**文書の一部**

2024.05.22 (更新日:2024.05.28)

組織開発

人材育成で大切なこと-目的、基本的な考え方を徹底解説!【人材育成シリーズ①】

どんなに経営者が優れていても、経営戦略やビジネスモデルが画期的な物であったとしても、それを実現する人材が不足していては元も子もありません。事業が発展し、組織を拡大させるときには必ず、人が必要になります。持続的に事業を発展させるためには、会社が一丸となって「人材育成」に力を入れることが最も重要と言っても過言ではないなのです。また、一度教育プログラムを構築したとしても、時代の変化によって、その時々で必要とされるスキルも変化していきます。

そこでこちらでは、企業が人材育成を行う目的をはじめ、人材育成に不可欠な体制づくりのポイントやこれからの時代に求められるスキルについて、全4回のシリーズで詳しくご紹介していきます。ぜひご覧ください。

【人材育成シリーズ】

人材育成とは

人材育成とは、在籍する社員を事業の発展や企業の成長に貢献できる人材として育てることを意味します。人材育成というと新入社員教育などの若手社員向けの育成制度をイメージしがちですが、キャリア採用、マネージャー層など様々なステージの社員に対して必要なことです。ここでは、人材育成の目的、人材育成を考える際にまず確認しておきたい「自社が求める社員の姿」について詳しくご紹介します。

**課題の内容**
1) 人材育成に関するこの記事では、シリーズは全何回で紹介されると述べられていますか？
2) 人材育成の記事から、「どんなに経営者が優れていても」で始まり「いきます。ぜひご覧ください。」で終わる部分を、一字一句変えずに抜き出してください。

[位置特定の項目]
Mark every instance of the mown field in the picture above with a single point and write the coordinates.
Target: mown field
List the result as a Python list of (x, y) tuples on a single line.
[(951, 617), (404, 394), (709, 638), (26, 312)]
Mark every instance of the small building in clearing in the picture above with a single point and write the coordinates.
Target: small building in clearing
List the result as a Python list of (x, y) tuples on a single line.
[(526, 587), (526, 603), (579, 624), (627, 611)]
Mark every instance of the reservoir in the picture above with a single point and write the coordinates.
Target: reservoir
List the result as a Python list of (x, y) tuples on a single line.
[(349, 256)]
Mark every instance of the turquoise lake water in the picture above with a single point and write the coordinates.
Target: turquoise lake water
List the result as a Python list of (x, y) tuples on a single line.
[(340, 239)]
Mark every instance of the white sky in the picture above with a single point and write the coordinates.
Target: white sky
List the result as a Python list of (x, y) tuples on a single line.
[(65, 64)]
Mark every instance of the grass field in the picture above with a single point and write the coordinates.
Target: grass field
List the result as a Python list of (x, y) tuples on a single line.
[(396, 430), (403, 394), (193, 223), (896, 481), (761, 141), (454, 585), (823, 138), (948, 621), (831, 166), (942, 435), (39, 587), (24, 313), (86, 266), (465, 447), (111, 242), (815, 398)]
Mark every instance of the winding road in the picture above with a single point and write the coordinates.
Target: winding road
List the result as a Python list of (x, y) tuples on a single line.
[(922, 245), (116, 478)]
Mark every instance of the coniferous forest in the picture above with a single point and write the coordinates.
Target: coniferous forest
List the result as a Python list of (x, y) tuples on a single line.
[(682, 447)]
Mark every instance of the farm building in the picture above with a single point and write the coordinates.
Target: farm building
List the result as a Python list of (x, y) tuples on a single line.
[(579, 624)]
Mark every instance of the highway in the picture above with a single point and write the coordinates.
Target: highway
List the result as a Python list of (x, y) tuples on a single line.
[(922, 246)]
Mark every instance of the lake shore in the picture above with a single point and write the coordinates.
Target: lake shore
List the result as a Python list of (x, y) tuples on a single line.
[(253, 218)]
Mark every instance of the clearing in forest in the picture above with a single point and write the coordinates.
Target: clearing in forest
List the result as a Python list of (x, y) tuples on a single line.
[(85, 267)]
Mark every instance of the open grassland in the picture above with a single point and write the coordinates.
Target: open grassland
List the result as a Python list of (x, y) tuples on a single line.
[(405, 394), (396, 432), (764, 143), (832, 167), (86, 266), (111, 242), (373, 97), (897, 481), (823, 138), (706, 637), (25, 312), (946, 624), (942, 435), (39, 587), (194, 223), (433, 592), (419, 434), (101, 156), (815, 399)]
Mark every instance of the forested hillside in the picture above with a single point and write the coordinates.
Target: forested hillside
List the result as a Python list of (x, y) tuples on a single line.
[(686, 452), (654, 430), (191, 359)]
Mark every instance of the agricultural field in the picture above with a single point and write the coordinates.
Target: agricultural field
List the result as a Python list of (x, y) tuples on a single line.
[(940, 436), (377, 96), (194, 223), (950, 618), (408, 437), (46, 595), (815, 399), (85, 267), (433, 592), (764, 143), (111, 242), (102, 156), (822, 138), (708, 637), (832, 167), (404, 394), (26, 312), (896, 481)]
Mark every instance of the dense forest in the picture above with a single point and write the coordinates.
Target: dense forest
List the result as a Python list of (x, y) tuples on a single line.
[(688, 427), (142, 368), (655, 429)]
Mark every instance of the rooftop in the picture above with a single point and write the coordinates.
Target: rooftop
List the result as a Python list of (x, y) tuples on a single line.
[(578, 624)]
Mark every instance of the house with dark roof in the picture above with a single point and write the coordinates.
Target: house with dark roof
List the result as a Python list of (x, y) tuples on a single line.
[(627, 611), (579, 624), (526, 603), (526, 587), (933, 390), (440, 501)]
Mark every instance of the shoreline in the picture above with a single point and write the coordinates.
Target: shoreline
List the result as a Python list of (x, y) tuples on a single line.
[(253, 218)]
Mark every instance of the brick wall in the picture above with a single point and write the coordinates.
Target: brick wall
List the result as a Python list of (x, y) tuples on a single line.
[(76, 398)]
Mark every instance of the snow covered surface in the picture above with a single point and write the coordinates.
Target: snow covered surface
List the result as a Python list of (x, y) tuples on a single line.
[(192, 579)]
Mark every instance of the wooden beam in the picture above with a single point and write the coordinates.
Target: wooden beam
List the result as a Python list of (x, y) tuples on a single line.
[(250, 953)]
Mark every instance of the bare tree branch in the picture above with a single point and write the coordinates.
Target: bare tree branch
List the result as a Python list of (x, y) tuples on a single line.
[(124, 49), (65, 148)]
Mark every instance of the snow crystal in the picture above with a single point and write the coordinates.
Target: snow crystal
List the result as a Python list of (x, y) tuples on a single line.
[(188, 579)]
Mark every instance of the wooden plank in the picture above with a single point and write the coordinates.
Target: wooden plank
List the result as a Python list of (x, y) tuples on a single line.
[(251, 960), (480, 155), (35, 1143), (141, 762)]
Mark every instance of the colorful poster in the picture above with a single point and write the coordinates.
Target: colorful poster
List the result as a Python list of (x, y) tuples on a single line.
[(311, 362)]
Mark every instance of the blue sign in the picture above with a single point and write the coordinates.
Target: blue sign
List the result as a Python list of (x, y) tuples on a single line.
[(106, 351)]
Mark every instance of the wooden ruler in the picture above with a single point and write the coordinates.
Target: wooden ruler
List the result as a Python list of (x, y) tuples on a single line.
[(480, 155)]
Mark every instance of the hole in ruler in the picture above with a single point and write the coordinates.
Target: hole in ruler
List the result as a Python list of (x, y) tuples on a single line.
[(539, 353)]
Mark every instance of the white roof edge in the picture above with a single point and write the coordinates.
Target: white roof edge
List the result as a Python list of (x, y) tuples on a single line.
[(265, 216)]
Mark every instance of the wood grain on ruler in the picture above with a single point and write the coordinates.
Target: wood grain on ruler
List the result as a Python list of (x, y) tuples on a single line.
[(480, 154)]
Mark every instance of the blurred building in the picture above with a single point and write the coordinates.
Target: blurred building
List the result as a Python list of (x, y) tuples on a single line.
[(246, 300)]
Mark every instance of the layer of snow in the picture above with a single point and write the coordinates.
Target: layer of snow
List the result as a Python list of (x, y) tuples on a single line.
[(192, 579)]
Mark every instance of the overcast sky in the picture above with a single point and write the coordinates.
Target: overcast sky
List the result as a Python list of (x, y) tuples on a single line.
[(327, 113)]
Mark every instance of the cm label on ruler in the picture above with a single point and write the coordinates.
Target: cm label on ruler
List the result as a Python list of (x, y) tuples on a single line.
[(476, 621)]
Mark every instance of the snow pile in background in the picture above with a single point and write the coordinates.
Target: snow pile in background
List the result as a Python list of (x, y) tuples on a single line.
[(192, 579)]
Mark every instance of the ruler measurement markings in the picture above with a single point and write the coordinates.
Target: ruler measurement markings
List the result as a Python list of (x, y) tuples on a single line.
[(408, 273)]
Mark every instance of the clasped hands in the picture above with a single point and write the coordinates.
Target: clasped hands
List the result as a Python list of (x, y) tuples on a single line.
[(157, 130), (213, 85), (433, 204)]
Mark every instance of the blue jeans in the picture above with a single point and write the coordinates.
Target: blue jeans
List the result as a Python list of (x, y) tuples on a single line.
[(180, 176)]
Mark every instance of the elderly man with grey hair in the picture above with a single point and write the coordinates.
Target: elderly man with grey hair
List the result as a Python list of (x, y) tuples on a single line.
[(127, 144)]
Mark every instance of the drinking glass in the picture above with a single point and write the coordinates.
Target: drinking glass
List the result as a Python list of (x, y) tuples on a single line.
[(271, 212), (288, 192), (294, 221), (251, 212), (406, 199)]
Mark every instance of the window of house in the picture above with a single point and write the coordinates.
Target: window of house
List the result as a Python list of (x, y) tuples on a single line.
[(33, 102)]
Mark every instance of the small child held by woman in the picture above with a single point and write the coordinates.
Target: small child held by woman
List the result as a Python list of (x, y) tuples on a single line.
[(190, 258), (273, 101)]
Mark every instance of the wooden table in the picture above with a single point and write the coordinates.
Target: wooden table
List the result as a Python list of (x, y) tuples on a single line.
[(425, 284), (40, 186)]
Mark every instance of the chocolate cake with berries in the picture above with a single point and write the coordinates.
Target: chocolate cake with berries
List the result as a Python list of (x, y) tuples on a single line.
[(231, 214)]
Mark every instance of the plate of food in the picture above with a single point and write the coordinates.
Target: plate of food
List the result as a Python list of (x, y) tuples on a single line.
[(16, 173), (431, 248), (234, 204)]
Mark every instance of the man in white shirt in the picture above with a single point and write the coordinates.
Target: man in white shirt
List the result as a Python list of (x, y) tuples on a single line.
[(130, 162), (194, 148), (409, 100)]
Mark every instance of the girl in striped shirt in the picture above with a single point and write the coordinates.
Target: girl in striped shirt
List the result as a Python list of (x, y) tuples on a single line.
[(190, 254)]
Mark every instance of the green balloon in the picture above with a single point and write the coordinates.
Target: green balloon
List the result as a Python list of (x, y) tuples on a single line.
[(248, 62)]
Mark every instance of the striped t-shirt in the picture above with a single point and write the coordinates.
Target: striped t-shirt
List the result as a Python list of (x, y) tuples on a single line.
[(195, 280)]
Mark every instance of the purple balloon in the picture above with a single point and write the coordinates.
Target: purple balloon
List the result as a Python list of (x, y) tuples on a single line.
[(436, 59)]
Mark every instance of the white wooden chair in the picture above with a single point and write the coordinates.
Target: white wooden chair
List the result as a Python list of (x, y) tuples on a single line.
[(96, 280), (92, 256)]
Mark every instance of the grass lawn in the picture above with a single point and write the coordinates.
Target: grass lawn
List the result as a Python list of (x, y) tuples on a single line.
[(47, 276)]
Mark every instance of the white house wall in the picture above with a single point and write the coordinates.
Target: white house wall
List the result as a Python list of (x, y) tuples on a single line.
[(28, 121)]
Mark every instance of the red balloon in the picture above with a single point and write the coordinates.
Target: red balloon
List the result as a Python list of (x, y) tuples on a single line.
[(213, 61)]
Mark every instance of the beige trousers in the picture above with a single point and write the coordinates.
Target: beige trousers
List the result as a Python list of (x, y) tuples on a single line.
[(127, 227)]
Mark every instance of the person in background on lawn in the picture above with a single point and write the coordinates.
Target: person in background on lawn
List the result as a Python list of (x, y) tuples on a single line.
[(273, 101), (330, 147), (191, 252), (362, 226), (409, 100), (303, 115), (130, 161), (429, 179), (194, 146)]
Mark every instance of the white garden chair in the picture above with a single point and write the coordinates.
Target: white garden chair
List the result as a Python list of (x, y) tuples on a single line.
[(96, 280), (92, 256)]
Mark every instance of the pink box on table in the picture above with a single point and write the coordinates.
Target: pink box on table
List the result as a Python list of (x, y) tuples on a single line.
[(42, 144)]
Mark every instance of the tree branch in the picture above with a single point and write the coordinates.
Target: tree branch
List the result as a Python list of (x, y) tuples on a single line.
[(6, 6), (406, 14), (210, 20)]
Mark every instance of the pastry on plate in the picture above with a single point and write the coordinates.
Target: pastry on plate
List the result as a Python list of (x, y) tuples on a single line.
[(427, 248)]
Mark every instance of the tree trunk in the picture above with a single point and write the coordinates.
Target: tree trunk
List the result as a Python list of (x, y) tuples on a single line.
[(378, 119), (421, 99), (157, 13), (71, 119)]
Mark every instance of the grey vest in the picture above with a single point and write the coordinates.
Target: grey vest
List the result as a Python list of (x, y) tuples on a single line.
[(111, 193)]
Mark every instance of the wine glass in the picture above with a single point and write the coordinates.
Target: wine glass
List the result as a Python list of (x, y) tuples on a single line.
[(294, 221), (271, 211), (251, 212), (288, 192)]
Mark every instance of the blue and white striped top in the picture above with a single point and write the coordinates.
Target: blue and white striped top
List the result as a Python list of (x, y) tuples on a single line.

**課題別の解答**
1) 全4回です。

2)
どんなに経営者が優れていても、経営戦略やビジネスモデルが画期的な物であったとしても、それを実現する人材が不足していては元も子もありません。事業が発展し、組織を拡大させるときには必ず、人が必要になります。持続的に事業を発展させるためには、会社が一丸となって「人材育成」に力を入れることが最も重要と言っても過言ではないなのです。また、一度教育プログラムを構築したとしても、時代の変化によって、その時々で必要とされるスキルも変化していきます。

そこでこちらでは、企業が人材育成を行う目的をはじめ、人材育成に不可欠な体制づくりのポイントやこれからの時代に求められるスキルについて、全4回のシリーズで詳しくご紹介していきます。ぜひご覧ください。